## [Exercise goal]
All of the records must come back exactly as they were given.

## [Records for this exercise]
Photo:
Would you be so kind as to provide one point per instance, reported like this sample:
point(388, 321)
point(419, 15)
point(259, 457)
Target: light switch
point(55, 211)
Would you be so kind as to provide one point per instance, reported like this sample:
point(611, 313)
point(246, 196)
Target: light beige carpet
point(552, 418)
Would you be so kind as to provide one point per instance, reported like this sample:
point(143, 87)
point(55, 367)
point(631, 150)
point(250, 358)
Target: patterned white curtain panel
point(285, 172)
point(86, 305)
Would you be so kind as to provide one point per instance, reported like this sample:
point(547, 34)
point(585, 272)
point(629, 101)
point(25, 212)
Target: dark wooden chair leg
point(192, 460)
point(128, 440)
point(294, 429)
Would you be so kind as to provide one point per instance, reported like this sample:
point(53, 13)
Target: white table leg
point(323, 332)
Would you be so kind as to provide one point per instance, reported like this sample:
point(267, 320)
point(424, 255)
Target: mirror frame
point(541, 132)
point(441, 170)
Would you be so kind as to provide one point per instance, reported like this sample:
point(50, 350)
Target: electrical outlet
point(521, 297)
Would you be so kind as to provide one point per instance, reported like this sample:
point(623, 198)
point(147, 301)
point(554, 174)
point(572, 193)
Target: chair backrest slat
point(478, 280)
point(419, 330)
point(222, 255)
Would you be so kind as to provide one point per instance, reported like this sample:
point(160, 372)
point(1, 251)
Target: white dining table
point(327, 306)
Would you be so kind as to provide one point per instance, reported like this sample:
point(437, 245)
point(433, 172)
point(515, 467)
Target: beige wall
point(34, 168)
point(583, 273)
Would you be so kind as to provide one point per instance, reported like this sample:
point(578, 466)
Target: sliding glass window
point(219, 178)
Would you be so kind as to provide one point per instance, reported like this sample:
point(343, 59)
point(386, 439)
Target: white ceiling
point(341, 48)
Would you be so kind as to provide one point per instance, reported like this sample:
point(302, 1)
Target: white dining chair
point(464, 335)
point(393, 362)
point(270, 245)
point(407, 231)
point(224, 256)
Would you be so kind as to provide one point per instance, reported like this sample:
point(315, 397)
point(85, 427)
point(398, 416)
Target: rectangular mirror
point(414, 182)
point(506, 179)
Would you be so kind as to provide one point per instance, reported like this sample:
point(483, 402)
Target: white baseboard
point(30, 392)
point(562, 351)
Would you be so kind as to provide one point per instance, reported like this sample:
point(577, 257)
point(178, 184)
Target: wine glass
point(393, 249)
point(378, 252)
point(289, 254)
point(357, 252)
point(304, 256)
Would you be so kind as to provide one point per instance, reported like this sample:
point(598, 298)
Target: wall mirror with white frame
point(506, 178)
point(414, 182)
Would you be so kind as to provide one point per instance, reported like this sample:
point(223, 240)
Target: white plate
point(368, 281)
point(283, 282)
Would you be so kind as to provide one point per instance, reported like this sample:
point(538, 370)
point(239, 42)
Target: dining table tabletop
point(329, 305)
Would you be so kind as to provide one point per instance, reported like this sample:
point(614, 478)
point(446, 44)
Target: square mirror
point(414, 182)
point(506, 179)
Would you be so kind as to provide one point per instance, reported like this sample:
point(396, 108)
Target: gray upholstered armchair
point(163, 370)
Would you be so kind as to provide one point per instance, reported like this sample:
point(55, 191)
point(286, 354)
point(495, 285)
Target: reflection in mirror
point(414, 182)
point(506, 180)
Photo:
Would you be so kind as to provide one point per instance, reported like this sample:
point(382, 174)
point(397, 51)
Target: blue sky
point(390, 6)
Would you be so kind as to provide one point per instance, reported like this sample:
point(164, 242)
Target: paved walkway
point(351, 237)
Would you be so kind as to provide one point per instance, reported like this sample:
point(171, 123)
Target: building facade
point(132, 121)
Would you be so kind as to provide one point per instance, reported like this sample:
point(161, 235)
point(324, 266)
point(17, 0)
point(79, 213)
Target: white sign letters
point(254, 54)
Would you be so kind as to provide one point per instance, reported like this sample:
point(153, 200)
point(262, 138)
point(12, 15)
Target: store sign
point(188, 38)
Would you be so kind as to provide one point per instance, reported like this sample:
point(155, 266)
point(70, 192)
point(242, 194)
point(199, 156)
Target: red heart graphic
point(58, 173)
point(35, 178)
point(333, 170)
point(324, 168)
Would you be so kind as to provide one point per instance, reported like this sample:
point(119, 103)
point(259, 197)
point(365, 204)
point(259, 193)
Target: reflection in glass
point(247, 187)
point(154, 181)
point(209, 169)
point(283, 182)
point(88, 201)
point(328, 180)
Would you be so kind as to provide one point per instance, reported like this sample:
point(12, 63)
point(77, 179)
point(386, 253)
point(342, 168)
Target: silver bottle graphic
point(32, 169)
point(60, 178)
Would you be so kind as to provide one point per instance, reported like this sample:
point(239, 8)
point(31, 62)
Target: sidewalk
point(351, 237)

## [Solution]
Photo:
Would you be so kind as to provide one point per instance, reported like this sample:
point(388, 321)
point(419, 15)
point(259, 457)
Target: light switch
point(55, 211)
Would you be so kind as to provide one point per instance, reported like this sample:
point(611, 313)
point(246, 196)
Target: light beige carpet
point(552, 418)
Would you be so kind as to provide one point per instance, reported like this sample:
point(143, 87)
point(55, 367)
point(631, 150)
point(250, 358)
Target: patterned white curtain panel
point(285, 172)
point(86, 305)
Would you be so kind as to provide one point per instance, reported like this sample:
point(547, 34)
point(585, 272)
point(629, 101)
point(25, 212)
Target: dark wooden chair leg
point(192, 460)
point(128, 440)
point(294, 429)
Would you be so kind as to provide one point per instance, reported like this sample:
point(53, 13)
Target: white table leg
point(323, 332)
Would you be so kind as to provide one point per instance, reported like this sample:
point(267, 320)
point(424, 255)
Target: mirror frame
point(541, 132)
point(441, 170)
Would you be so kind as to provide one point per instance, reported like this sample:
point(50, 350)
Target: electrical outlet
point(521, 297)
Would you be so kind as to provide one point per instance, reported like this sample:
point(623, 198)
point(147, 301)
point(554, 174)
point(572, 193)
Target: chair backrest slat
point(478, 280)
point(419, 330)
point(222, 255)
Would you be so kind as to provide one point per instance, reported like this sample:
point(160, 372)
point(1, 251)
Target: white dining table
point(327, 306)
Would you be so kind as to provide one point per instance, reported like this sample:
point(437, 245)
point(433, 172)
point(515, 467)
Target: beige wall
point(34, 168)
point(583, 273)
Would you be so kind as to provide one point per instance, reported like this sample:
point(578, 466)
Target: sliding glass window
point(219, 178)
Would you be so kind as to provide one point per instance, reported like this sample:
point(343, 59)
point(386, 439)
Target: white ceiling
point(341, 48)
Would you be so kind as to provide one point per instance, reported like this sample:
point(302, 1)
Target: white dining chair
point(464, 335)
point(393, 362)
point(270, 245)
point(407, 231)
point(224, 256)
Would you be so kind as to provide one point per instance, reported like this sample:
point(315, 397)
point(85, 427)
point(398, 416)
Target: rectangular mirror
point(414, 182)
point(506, 179)
Would you be so kind as to provide one point per instance, reported like this sample:
point(483, 402)
Target: white baseboard
point(30, 392)
point(562, 351)
Would you be so kind as to provide one point per instance, reported like this sample:
point(577, 257)
point(178, 184)
Target: wine glass
point(393, 249)
point(378, 252)
point(289, 254)
point(357, 252)
point(304, 256)
Would you be so kind as to provide one point per instance, reported like this sample:
point(598, 298)
Target: wall mirror with white frame
point(506, 178)
point(414, 182)
Would you be so kind as to provide one point per instance, reported like this sample:
point(223, 240)
Target: white plate
point(368, 281)
point(283, 282)
Would you be so kind as to provide one point per instance, reported like this sample:
point(538, 370)
point(239, 42)
Target: dining table tabletop
point(329, 305)
Would you be so kind as to provide one point per instance, reported like this sample:
point(614, 478)
point(446, 44)
Target: square mirror
point(414, 182)
point(506, 179)
Would you be so kind as to provide one point per instance, reported like this sample:
point(396, 108)
Target: gray upholstered armchair
point(163, 370)
Would you be so kind as to provide one point per instance, reported like this sample:
point(55, 191)
point(286, 354)
point(495, 285)
Target: reflection in mirror
point(414, 182)
point(506, 180)
Photo:
Would you be so kind as to provide one point per instance, reported like this sample:
point(382, 174)
point(397, 51)
Target: blue sky
point(390, 6)
Would you be so kind as to provide one point per instance, reported like this sample:
point(164, 242)
Target: paved walkway
point(351, 237)
Would you be so kind as to provide one point per instance, reported like this sample:
point(171, 123)
Target: building facade
point(132, 121)
Would you be so kind as to provide one point per instance, reported like this sample:
point(161, 235)
point(324, 266)
point(17, 0)
point(79, 213)
Target: white sign letters
point(254, 54)
Would you be so kind as to provide one point per instance, reported like this sample:
point(153, 200)
point(262, 138)
point(12, 15)
Target: store sign
point(188, 38)
Would you be so kind as to provide one point per instance, reported like this sample:
point(155, 266)
point(70, 192)
point(242, 194)
point(199, 156)
Target: red heart graphic
point(58, 173)
point(35, 178)
point(333, 170)
point(324, 168)
Would you be so kind as to provide one point per instance, reported like this sample:
point(119, 103)
point(259, 197)
point(365, 204)
point(259, 193)
Target: reflection in glass
point(247, 187)
point(154, 181)
point(209, 169)
point(283, 182)
point(88, 201)
point(328, 180)
Would you be so kind as to provide one point per instance, reported like this sample:
point(12, 63)
point(77, 179)
point(386, 253)
point(342, 168)
Target: silver bottle graphic
point(32, 169)
point(60, 178)
Would you be so kind as to provide one point per instance, reported like this sample:
point(239, 8)
point(31, 62)
Target: sidewalk
point(351, 237)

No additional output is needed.